### SUPPLIED DATA
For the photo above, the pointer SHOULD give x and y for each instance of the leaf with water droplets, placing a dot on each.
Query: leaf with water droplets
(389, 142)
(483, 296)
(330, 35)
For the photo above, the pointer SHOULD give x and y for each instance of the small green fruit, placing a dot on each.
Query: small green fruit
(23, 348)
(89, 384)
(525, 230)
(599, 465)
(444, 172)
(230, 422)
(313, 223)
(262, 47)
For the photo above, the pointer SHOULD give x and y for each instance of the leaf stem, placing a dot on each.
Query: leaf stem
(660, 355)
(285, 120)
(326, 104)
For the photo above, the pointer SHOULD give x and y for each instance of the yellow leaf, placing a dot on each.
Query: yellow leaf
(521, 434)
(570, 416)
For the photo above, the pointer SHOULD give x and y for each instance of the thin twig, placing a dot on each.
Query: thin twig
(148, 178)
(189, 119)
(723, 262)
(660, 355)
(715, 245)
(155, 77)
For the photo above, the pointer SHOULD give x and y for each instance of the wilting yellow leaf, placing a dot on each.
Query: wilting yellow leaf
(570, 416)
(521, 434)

### SHORT TASK
Output every line of the records above verbatim and in their original order, with no changes.

### ANSWER FOR THE TASK
For the photo above, the pointer SHOULD give x and y for each instance of the leaf with water droplets, placing a dot on each.
Query: leaf with water droplets
(389, 142)
(483, 296)
(330, 35)
For the photo above, the pointer SHOULD give x and y for each instance of the small green fruit, placing a dot on each.
Query: small green fruit
(23, 348)
(89, 384)
(525, 230)
(599, 465)
(444, 172)
(230, 422)
(313, 223)
(262, 47)
For the photo above, the pointer SHOULD give x and y for each instance of the leaf stem, placing a dot on each.
Query: leaf stem
(660, 355)
(285, 120)
(326, 104)
For the photo above, the pointer SHOULD give x and y for each instance of the yellow leaf, placing a dot on each.
Query: yellow leaf
(521, 434)
(570, 416)
For the photo above, the pointer SHOULD give x and y for each instance of the thin twig, placing a dot on each.
Query: thin twig
(148, 178)
(189, 119)
(723, 262)
(660, 355)
(715, 245)
(155, 77)
For the photo above, the pointer SHOULD give x and y for each instance of the wilting yellow leaf, placing a dot on each.
Query: wilting yellow leaf
(570, 416)
(521, 434)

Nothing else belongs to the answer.